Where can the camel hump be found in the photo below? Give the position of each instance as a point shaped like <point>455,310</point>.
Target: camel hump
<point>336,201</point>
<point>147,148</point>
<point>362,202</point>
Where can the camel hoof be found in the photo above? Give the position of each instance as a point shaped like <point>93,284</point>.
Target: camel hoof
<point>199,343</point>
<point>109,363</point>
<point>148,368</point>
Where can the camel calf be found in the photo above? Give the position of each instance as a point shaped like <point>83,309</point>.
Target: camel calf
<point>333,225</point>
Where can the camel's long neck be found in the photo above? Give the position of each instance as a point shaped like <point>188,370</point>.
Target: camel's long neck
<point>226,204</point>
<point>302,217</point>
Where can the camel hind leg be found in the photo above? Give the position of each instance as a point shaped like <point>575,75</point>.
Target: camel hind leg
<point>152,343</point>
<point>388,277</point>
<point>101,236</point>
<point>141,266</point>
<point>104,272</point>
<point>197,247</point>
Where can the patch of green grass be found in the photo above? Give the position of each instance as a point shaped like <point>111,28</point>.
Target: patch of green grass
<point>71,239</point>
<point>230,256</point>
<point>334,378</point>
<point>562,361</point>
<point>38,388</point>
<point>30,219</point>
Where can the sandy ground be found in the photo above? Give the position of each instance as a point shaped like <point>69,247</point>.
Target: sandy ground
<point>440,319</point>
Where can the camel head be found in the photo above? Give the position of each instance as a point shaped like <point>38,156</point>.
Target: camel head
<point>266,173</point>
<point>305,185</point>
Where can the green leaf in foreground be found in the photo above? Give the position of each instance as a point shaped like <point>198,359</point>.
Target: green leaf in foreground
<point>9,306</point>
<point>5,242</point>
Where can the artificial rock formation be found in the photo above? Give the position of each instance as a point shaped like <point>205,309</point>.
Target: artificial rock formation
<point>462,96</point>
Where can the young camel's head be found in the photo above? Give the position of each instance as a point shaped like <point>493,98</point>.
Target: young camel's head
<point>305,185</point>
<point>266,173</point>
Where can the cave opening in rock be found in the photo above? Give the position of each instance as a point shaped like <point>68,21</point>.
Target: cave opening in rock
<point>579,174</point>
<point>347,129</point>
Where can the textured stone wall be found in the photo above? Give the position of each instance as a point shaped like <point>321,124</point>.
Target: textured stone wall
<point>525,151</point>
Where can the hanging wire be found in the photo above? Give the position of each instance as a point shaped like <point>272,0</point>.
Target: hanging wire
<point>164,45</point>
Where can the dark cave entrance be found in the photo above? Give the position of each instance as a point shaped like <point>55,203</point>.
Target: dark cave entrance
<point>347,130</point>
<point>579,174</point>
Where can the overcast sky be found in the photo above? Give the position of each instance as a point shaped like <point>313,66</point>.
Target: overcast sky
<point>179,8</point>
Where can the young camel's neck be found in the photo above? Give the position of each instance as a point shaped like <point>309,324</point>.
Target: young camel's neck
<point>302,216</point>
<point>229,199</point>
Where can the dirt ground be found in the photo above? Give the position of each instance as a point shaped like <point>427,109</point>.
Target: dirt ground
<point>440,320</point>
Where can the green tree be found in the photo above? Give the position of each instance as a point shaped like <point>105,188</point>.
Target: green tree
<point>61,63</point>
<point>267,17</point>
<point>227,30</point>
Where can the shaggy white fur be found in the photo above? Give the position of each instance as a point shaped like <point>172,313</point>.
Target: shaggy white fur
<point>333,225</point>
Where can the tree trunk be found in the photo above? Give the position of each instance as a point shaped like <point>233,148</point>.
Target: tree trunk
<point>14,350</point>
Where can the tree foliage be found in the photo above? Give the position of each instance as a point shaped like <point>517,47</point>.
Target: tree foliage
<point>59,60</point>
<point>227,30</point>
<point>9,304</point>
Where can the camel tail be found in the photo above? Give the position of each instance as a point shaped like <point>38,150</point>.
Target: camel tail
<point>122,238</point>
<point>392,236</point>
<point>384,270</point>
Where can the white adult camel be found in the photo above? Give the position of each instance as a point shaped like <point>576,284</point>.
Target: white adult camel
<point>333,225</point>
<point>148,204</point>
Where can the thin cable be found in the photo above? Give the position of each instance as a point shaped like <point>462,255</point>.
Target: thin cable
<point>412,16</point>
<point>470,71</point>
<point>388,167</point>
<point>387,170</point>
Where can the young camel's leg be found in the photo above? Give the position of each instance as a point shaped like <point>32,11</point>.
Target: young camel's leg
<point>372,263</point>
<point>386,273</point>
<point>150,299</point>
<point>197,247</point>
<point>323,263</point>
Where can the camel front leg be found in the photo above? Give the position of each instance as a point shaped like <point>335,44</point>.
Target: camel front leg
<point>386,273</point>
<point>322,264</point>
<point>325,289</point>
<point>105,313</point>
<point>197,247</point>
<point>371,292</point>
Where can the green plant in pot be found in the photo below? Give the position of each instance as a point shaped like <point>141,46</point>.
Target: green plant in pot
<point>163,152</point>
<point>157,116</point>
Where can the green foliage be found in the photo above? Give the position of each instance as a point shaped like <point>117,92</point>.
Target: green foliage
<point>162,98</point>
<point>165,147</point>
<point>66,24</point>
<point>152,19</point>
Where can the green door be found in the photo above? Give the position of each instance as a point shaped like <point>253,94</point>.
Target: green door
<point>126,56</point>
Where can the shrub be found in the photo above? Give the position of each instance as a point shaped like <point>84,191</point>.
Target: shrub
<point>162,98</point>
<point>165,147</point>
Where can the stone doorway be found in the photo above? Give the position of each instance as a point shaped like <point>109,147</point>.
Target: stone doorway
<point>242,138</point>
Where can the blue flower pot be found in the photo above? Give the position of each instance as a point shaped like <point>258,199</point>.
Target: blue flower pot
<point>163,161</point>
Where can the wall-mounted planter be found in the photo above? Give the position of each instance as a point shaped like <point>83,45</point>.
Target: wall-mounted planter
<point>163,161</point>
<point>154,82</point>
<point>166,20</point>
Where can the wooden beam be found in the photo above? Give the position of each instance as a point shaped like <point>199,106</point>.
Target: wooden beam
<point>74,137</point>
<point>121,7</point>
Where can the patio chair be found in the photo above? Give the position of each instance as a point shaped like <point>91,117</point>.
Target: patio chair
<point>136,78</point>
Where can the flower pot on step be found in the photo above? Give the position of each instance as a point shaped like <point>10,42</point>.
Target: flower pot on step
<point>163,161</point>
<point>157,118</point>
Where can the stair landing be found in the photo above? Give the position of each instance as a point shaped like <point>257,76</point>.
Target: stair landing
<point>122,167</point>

Aim of the task ->
Precisely as given, transcribe all of the entries above.

Result below ->
Where can the camel hump be found in the photo below? Give the position of each instance as a point shaped like <point>455,310</point>.
Target: camel hump
<point>336,201</point>
<point>147,148</point>
<point>362,202</point>
Where can the camel hoof be found in the photo above? Give the position of each instance as a point shaped like <point>93,284</point>.
Target: camel hoof
<point>199,343</point>
<point>109,363</point>
<point>148,368</point>
Where can the camel calf be found in the photo above? Give the position of each instance as a point shaped like <point>83,309</point>.
Target: camel calf
<point>333,225</point>
Where can the camel's long neck be found in the photo above? Give the position of each instance as a point shaped like <point>188,370</point>.
Target: camel's long neck
<point>226,204</point>
<point>302,217</point>
Where can the camel hind leg be found in the photo above? Give the position of each instance as a point shaped like <point>575,75</point>.
Target: camel hind leg
<point>152,343</point>
<point>388,277</point>
<point>101,236</point>
<point>141,266</point>
<point>104,272</point>
<point>197,247</point>
Where can the patch of green grass be found in the photo above? Give the position of each instance as a point shaped like <point>111,28</point>.
Target: patch of green grass
<point>71,239</point>
<point>230,256</point>
<point>334,378</point>
<point>562,361</point>
<point>38,388</point>
<point>30,219</point>
Where can the sandy ground be found in the photo above? Give the position of each instance as a point shaped like <point>69,247</point>.
Target: sandy ground
<point>440,319</point>
Where can the camel head be found in the photo above? Give the position of each instance as a point shaped like <point>38,156</point>.
Target: camel head
<point>266,173</point>
<point>305,185</point>
Where can the green leaf in foreground be found in the photo above? Give the position of each instance as a point shaped like <point>198,359</point>.
Target: green leaf in foreground
<point>9,306</point>
<point>5,242</point>
Where can the artificial rock formation be found in the photo above? Give the position of each instance as a point shaped like <point>205,309</point>.
Target: artificial rock formation
<point>462,96</point>
Where can the young camel's head be found in the photo above? Give the position of each instance as a point shaped like <point>493,98</point>.
Target: young camel's head
<point>305,185</point>
<point>266,173</point>
Where can the cave opening in rock be found in the photo above? Give the position of each instance as a point shaped like <point>68,21</point>.
Target: cave opening in rock
<point>579,174</point>
<point>347,129</point>
Where can the textured stone wall be found in the photo above? Give the position of each instance as a point shaped like <point>321,124</point>.
Target: textured stone wall
<point>525,151</point>
Where can the hanging wire be found in the photo above? Give the position of each instance as a point shaped like <point>272,0</point>.
Target: hanging wire
<point>164,45</point>
Where can the dark cave entrance be found in the photo above? Give the position of each instance as a point shaped like <point>55,203</point>.
Target: dark cave entrance
<point>347,130</point>
<point>579,174</point>
Where can the overcast sky be found in the photo above? Give the position of each instance as a point shaped like <point>313,66</point>.
Target: overcast sky
<point>179,8</point>
Where can the young camel's neck be found in the photo above? Give the position of each instance as a point shaped like <point>309,324</point>.
Target: young camel's neck
<point>302,216</point>
<point>229,199</point>
Where can the dirt ground be found in the photo above? Give the position of each instance as a point shaped like <point>427,109</point>.
Target: dirt ground
<point>440,320</point>
Where can the green tree be found in the photo above? Give the position of each instance as a point shaped like <point>105,188</point>.
Target: green tree
<point>61,63</point>
<point>267,17</point>
<point>227,30</point>
Where can the shaggy white fur be found in the photo above? Give the position of each instance as a point shaped like <point>172,313</point>.
Target: shaggy white fur
<point>333,225</point>
Where can the tree trunk be found in the photo above? Give the position of each instance as a point shaped like <point>233,148</point>.
Target: tree trunk
<point>14,350</point>
Where can the tree foliage be found in the photo above? Give the position of each instance as a point shaped like <point>517,47</point>.
Target: tree foliage
<point>59,60</point>
<point>227,30</point>
<point>9,304</point>
Where can the camel tail be found in the photo above? Give the position of each instance as a point shaped like <point>38,150</point>.
Target: camel tail
<point>122,238</point>
<point>392,236</point>
<point>384,270</point>
Where can the white adult camel be found in the photo above? Give the position of each instance as a point shaped like <point>576,284</point>.
Target: white adult camel
<point>333,225</point>
<point>148,204</point>
Where can the thin cable be found in the photo above? Give the position of each instance as a point shaped like <point>462,255</point>.
Target: thin cable
<point>412,16</point>
<point>470,71</point>
<point>388,167</point>
<point>387,170</point>
Where can the young camel's leg be found in the photo above? Give the position of each instance as a point shaped like <point>32,11</point>.
Target: young camel's leg
<point>372,263</point>
<point>386,273</point>
<point>150,299</point>
<point>197,247</point>
<point>323,263</point>
Where can the camel front leg be found in the photo above? Give the position of each instance as a point shaped like <point>335,44</point>.
Target: camel front leg
<point>386,273</point>
<point>322,264</point>
<point>325,289</point>
<point>105,313</point>
<point>197,247</point>
<point>371,292</point>
Where can the green plant in pot be found in the photo below? Give the position of each instance as a point shaped like <point>141,46</point>.
Target: green plant in pot
<point>163,152</point>
<point>157,116</point>
Where can the green foliage be found in the photo above? Give the position of each instance as a point shaped like <point>117,92</point>.
Target: green foliage
<point>162,98</point>
<point>165,147</point>
<point>66,24</point>
<point>152,19</point>
Where can the green door be found in the photo above? Give the position of each instance as a point shaped like <point>253,94</point>.
Target: green door
<point>126,56</point>
Where can the shrub be found in the photo above? Give the position of each instance as a point shaped like <point>84,191</point>.
Target: shrub
<point>162,98</point>
<point>165,147</point>
Where can the stone doorway be found in the photo above? Give the position of each instance as a point shaped like <point>109,147</point>.
Target: stone doorway
<point>242,138</point>
Where can the blue flower pot be found in the photo above? Give the position of each instance as a point shaped like <point>258,199</point>.
Target: blue flower pot
<point>163,161</point>
Where can the wall-mounted planter be found in the photo above? Give the position of each instance as a point shaped like <point>83,45</point>.
Target: wall-mounted planter
<point>163,161</point>
<point>154,82</point>
<point>166,20</point>
Where can the wooden beam be found in the photo above? Give the position of each instance as a point shaped like <point>199,106</point>.
Target: wooden beam
<point>74,137</point>
<point>121,7</point>
Where can the patio chair be found in the photo above? Give the position of each instance as a point shaped like <point>91,117</point>.
Target: patio chair
<point>136,78</point>
Where can the flower pot on step be found in the photo above? Give the position of each instance as a point shaped like <point>10,42</point>.
Target: flower pot on step
<point>163,161</point>
<point>157,118</point>
Where can the stair landing be found in the photo above? Give the position of each instance as a point shaped like <point>257,76</point>.
Target: stair landing
<point>122,167</point>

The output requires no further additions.